WORK TO BE COMPLETED: Quote all of the data below word for word, but leave the pictures out.

[Photo-based point labeling data]
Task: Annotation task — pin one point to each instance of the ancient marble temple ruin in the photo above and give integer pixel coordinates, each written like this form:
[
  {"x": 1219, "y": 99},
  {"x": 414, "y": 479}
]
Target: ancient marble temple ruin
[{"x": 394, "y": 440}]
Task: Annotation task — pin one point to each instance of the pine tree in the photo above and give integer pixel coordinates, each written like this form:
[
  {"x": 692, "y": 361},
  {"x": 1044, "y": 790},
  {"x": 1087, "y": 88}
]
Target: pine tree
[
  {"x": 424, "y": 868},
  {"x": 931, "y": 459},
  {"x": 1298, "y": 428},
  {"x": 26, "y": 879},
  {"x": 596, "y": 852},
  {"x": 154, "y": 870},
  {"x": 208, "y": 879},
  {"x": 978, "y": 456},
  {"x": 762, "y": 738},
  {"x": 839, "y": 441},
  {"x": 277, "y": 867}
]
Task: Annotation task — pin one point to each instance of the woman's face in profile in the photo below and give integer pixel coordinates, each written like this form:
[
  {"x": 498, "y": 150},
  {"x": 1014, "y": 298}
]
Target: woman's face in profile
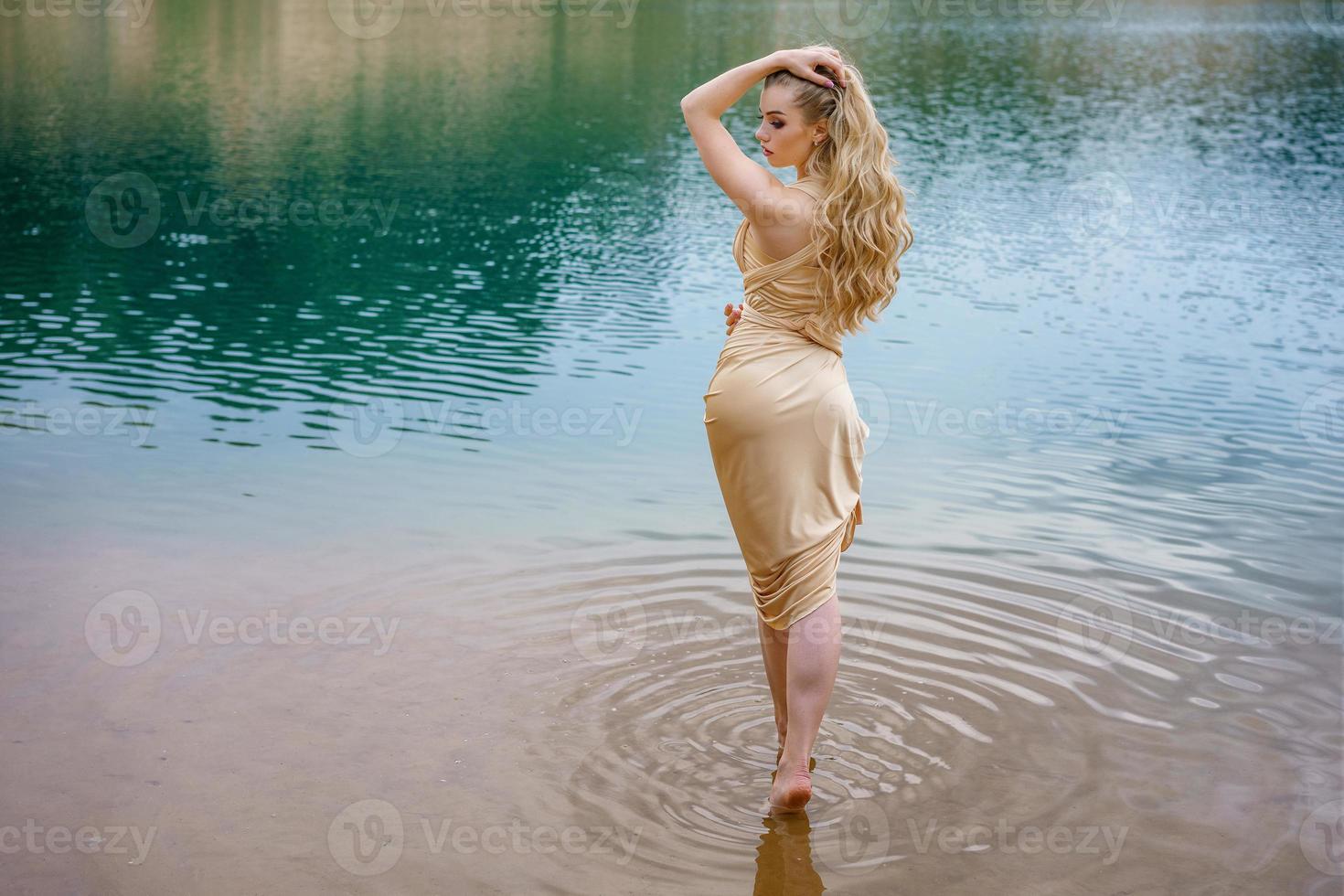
[{"x": 784, "y": 136}]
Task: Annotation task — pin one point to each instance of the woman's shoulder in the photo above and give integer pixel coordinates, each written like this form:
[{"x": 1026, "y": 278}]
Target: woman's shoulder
[{"x": 809, "y": 186}]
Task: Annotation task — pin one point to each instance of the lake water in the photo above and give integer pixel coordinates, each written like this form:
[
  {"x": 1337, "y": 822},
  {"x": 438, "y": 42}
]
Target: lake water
[{"x": 397, "y": 321}]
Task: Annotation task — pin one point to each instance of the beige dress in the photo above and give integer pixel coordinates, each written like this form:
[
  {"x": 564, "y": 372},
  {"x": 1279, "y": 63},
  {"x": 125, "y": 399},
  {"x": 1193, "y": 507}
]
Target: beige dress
[{"x": 785, "y": 432}]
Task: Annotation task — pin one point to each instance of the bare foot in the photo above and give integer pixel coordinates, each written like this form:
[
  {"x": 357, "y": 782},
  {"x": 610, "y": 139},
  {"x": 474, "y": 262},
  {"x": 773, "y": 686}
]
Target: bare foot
[{"x": 792, "y": 789}]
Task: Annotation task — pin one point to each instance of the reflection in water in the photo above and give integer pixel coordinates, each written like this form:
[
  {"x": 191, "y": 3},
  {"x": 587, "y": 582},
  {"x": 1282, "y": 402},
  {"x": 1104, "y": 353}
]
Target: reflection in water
[{"x": 418, "y": 328}]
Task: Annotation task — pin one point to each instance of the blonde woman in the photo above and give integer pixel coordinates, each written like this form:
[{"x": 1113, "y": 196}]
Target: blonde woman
[{"x": 818, "y": 257}]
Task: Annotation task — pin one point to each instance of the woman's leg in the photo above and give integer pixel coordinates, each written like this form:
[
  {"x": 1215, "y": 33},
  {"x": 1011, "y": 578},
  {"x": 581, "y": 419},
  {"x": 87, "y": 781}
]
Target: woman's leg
[
  {"x": 774, "y": 650},
  {"x": 812, "y": 663}
]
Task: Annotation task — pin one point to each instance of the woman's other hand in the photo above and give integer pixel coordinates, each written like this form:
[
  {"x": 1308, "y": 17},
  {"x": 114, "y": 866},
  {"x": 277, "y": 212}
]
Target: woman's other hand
[{"x": 731, "y": 316}]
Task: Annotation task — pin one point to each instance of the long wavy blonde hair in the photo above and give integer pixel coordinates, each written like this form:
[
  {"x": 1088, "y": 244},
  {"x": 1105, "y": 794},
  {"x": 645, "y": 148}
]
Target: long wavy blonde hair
[{"x": 862, "y": 228}]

FINISHED EXERCISE:
Task: Annotation task — pin one point to each instance of the ancient marble temple ruin in the photo above and give integer pixel coordinates, each written like this form:
[
  {"x": 1219, "y": 99},
  {"x": 414, "y": 479}
]
Target: ancient marble temple ruin
[{"x": 394, "y": 440}]
Task: Annotation task — pin one point to each instance of the pine tree in the photo above and give integer pixel coordinates, each written like this form:
[
  {"x": 692, "y": 361},
  {"x": 1044, "y": 790},
  {"x": 1087, "y": 88}
]
Target: pine tree
[
  {"x": 424, "y": 868},
  {"x": 931, "y": 459},
  {"x": 1298, "y": 428},
  {"x": 26, "y": 879},
  {"x": 596, "y": 852},
  {"x": 154, "y": 870},
  {"x": 208, "y": 879},
  {"x": 978, "y": 456},
  {"x": 762, "y": 738},
  {"x": 839, "y": 441},
  {"x": 277, "y": 867}
]
Task: Annotation task — pin one point to each instance of the woman's face in profile in the photo below and give integer pixel coordinates, each written like this form:
[
  {"x": 498, "y": 150},
  {"x": 1014, "y": 298}
]
Target: woman's face in profile
[{"x": 784, "y": 136}]
Task: Annotation task — pin one point to each instance of the woman's shoulder in the photo above and give integer pixel coordinates, each written like this form:
[{"x": 1026, "y": 278}]
Target: woman's shoulder
[{"x": 809, "y": 186}]
Task: Annotation task — pin one point to each instance of the lake water in the photo above and give integer pixel coordinates, each written like this form:
[
  {"x": 1337, "y": 822},
  {"x": 438, "y": 42}
]
Target: lake water
[{"x": 397, "y": 321}]
Task: Annotation task — pin one point to each instance of the beige dress in the photo above and give integer pixel coordinates, each written like this form:
[
  {"x": 564, "y": 372},
  {"x": 1279, "y": 63},
  {"x": 125, "y": 399},
  {"x": 1193, "y": 507}
]
Target: beige dress
[{"x": 785, "y": 432}]
Task: Annotation task — pin one point to each instance of the bare foot in the photo above and give integer pixel coordinates, each written like this form:
[
  {"x": 357, "y": 782},
  {"x": 610, "y": 139},
  {"x": 474, "y": 262},
  {"x": 773, "y": 686}
]
Target: bare foot
[{"x": 792, "y": 789}]
Task: Annotation task — pin one point to each instance of the reflection in water in the photo above and give integer pixel coordinates, each written like this form:
[
  {"x": 191, "y": 3},
  {"x": 587, "y": 582},
  {"x": 1282, "y": 402},
  {"x": 1104, "y": 353}
]
Target: reflection in water
[{"x": 418, "y": 328}]
Task: Annotation task — pin one point to each instance of the blonde woman in the photo above and give integer pixel coordinates, each written like this form:
[{"x": 1113, "y": 196}]
Target: blonde woman
[{"x": 818, "y": 257}]
Task: Annotation task — pin one point to each instance of the woman's leg in the photo above and give integer pixel coordinates, each written like this form:
[
  {"x": 1215, "y": 33},
  {"x": 1011, "y": 578},
  {"x": 581, "y": 419},
  {"x": 87, "y": 781}
]
Target: woman's leg
[
  {"x": 774, "y": 650},
  {"x": 812, "y": 663}
]
Task: Annotation task — pin one point to each instance of the woman's other hand in the photo above and give integer pixel coordinates, each written like this form:
[
  {"x": 1308, "y": 17},
  {"x": 114, "y": 866},
  {"x": 277, "y": 212}
]
Target: woman's other hand
[{"x": 731, "y": 316}]
Task: Annotation task — pin one point to each instance of the long wavy blonde hair in the photo above and give integer pixel coordinates, each written like this form:
[
  {"x": 1088, "y": 244},
  {"x": 1105, "y": 794},
  {"x": 645, "y": 148}
]
Target: long wavy blonde hair
[{"x": 862, "y": 228}]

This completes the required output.